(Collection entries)
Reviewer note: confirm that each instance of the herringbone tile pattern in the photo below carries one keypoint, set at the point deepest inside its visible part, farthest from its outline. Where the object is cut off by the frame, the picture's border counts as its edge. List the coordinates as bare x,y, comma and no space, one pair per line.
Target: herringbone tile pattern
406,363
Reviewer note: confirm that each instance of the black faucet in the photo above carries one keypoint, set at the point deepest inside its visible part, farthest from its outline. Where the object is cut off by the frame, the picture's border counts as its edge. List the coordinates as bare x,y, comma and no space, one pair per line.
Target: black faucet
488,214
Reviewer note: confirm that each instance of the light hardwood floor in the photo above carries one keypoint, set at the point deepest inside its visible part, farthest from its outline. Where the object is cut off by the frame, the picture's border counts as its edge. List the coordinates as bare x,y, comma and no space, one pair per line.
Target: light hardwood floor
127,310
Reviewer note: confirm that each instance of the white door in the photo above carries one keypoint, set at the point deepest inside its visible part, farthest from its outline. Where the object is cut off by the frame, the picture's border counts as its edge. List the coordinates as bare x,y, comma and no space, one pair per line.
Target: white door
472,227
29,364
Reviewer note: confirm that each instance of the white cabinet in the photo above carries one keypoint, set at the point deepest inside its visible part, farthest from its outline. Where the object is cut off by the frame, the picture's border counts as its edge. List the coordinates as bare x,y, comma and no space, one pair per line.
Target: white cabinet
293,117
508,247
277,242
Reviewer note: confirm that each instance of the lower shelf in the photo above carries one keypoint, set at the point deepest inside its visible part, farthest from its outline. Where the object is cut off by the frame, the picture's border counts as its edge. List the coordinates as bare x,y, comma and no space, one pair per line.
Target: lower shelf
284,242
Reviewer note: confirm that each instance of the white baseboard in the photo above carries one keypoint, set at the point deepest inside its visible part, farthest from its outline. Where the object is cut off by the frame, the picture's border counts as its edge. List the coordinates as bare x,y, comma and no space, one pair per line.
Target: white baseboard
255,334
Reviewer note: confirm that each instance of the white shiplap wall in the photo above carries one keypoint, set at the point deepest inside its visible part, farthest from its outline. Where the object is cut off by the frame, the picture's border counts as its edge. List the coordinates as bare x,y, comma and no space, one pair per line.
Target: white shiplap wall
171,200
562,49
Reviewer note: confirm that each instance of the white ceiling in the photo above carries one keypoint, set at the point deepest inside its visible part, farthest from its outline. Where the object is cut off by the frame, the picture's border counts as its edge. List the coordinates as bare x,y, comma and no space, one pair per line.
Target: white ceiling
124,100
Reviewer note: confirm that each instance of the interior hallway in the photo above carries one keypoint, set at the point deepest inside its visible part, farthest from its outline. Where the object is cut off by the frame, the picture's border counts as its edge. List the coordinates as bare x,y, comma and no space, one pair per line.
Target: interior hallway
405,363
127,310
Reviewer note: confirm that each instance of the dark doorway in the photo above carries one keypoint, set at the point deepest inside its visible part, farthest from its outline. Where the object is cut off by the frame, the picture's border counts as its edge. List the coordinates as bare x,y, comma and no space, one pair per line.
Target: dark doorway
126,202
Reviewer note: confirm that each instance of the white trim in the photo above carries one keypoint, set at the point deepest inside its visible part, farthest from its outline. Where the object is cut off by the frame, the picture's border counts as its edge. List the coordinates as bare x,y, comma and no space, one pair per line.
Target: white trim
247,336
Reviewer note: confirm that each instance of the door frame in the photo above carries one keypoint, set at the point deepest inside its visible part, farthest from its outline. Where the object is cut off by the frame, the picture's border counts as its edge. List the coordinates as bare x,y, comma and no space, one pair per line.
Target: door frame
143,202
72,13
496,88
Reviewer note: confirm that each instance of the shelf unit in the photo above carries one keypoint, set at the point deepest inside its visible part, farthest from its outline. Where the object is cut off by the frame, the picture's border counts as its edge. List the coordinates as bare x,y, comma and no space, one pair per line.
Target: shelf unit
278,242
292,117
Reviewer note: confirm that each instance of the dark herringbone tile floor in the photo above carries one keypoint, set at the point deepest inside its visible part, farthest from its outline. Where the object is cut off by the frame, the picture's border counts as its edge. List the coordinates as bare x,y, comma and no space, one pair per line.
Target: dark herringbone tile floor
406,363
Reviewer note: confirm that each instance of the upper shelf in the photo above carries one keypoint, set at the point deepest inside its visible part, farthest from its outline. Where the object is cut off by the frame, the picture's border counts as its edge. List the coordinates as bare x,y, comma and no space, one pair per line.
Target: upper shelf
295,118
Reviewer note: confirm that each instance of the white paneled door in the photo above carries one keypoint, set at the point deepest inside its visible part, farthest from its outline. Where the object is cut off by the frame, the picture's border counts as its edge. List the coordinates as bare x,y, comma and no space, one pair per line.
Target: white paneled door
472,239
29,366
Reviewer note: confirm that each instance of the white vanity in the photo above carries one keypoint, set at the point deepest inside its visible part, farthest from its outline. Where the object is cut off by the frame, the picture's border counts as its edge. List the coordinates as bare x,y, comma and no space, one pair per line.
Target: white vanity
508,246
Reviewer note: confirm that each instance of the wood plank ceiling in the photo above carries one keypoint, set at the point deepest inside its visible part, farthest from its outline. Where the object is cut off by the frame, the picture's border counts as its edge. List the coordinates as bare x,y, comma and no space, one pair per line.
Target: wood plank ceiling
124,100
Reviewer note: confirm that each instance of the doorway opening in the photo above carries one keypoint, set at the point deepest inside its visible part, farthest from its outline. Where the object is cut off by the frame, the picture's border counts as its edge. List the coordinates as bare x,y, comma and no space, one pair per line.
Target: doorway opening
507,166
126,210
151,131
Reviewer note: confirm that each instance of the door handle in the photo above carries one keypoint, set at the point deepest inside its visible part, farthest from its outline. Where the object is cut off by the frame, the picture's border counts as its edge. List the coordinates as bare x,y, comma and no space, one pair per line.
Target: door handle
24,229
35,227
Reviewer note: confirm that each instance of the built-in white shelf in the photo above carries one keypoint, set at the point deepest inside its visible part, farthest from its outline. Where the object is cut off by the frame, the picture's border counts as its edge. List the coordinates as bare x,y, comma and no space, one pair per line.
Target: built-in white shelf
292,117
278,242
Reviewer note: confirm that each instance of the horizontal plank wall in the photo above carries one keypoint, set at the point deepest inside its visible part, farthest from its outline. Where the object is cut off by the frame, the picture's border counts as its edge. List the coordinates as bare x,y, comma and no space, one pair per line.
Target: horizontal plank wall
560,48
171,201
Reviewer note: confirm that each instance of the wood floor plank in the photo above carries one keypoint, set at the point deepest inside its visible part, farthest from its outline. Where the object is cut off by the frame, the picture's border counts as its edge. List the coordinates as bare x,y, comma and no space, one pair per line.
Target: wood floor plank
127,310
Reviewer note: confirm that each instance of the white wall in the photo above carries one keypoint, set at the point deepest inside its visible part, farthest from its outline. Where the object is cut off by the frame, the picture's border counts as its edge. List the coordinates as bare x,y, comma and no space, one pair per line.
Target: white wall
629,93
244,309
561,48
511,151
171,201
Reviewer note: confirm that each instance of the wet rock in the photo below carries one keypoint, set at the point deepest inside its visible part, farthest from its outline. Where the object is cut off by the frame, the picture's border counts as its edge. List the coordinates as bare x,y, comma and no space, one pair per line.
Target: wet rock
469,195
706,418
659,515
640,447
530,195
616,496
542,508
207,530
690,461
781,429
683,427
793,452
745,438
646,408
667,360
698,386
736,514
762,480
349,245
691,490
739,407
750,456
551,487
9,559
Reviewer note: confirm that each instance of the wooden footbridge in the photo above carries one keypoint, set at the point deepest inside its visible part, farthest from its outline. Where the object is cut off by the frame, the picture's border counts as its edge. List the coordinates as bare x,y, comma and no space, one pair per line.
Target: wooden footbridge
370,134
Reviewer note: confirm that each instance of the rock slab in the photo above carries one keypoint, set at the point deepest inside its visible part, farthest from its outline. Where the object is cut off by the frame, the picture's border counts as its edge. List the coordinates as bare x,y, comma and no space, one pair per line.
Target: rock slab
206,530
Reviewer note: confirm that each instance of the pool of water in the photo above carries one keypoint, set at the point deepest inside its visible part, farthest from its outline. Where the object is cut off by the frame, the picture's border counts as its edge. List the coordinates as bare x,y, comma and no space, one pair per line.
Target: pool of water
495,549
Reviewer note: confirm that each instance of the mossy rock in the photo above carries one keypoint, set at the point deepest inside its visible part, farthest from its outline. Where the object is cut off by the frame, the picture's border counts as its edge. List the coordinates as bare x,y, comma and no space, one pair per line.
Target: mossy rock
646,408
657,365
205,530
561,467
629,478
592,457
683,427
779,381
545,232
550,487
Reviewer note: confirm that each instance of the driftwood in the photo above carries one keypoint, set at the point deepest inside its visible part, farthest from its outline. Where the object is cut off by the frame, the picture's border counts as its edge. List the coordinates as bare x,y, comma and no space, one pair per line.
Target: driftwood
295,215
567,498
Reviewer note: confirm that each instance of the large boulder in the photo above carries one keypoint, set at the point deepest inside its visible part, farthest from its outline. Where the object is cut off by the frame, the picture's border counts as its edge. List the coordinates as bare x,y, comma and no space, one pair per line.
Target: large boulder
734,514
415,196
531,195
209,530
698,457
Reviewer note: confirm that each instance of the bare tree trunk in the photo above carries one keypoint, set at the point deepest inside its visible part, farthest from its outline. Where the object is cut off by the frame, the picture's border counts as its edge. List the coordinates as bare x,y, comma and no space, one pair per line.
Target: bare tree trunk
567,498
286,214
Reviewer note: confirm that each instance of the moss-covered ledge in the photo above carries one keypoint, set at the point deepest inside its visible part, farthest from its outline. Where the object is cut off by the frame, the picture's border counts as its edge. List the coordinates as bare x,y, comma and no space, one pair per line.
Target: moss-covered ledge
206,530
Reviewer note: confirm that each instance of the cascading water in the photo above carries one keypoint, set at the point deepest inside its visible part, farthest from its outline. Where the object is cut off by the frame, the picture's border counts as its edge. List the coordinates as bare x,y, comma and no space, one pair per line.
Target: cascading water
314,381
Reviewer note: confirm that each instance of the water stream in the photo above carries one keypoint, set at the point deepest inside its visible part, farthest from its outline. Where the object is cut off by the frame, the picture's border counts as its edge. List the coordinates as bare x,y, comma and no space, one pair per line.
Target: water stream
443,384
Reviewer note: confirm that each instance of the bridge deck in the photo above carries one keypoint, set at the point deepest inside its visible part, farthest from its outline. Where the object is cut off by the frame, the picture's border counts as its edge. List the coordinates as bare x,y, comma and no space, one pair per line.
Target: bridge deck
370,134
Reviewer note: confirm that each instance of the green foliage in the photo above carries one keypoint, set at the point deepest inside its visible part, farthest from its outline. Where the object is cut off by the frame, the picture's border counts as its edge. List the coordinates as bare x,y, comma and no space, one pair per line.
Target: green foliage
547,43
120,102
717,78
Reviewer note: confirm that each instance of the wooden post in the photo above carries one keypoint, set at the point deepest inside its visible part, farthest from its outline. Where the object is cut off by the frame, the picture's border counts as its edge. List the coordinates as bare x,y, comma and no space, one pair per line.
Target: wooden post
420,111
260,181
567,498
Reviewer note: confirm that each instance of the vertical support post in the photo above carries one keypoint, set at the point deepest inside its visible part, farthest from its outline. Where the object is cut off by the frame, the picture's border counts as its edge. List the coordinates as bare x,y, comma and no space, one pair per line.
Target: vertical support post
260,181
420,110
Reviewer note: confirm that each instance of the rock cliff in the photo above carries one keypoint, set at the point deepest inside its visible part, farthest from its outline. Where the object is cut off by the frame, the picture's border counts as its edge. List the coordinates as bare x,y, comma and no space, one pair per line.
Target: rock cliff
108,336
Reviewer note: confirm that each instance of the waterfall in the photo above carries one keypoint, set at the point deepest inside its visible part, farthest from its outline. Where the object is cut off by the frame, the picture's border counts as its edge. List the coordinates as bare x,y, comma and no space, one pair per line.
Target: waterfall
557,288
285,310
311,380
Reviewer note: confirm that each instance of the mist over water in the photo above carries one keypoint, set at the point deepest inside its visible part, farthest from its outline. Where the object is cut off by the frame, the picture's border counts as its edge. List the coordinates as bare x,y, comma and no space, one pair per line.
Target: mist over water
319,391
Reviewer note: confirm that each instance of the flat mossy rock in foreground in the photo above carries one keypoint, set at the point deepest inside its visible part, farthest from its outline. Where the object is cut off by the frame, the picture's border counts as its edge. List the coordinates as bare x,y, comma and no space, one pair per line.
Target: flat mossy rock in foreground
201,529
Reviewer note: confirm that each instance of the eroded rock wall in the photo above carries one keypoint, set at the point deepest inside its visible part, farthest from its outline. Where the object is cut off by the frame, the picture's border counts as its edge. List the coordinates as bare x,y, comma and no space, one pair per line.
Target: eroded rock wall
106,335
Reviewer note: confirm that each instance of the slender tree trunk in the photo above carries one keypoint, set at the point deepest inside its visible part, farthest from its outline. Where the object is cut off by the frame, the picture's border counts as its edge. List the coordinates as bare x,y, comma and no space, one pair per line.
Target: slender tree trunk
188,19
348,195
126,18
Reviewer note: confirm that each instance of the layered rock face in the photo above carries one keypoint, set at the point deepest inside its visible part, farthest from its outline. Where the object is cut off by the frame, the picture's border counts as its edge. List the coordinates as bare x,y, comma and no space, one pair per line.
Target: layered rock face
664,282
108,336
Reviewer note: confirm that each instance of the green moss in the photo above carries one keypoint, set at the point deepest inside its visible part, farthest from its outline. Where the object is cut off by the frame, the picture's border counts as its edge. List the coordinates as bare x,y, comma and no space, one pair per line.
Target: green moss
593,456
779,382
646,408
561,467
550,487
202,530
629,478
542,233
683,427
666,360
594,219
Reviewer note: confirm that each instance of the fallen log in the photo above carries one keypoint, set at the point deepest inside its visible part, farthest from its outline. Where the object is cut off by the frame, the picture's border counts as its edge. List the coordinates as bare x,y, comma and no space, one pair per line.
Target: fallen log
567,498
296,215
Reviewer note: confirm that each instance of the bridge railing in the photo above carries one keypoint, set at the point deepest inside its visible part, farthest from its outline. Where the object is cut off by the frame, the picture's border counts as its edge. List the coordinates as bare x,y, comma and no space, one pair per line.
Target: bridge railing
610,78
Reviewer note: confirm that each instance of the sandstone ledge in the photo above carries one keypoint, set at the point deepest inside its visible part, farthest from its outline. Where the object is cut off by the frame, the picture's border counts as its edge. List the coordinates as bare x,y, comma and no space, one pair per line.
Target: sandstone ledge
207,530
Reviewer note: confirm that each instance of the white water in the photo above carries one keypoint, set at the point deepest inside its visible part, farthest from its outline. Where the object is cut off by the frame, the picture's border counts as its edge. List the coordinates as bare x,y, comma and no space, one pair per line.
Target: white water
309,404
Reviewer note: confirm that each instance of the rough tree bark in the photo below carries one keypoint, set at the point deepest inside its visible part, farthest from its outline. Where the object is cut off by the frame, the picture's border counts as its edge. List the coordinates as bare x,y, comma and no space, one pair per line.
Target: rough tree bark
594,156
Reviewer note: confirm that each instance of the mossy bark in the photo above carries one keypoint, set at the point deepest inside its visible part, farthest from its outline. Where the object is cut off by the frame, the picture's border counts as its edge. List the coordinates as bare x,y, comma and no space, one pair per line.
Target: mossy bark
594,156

### Task statement
Can you write out the lines from the one containing "Reviewer note: confirm that each instance of the built-in" to the one containing "Target: built-in white shelf" again, swapping "built-in white shelf" for "built-in bookshelf" and leaving everything else as it is?

### Task solution
Reviewer note: confirm that each instance of the built-in bookshelf in the photo above carries one keypoint, set at the point deepest inside its visible part, farthest from its outline. Where the object is cut off by the frame, the picture's border counts as its edge. List the coordinates as bare x,y, comma and no space, one pair per line.
Target: built-in bookshelf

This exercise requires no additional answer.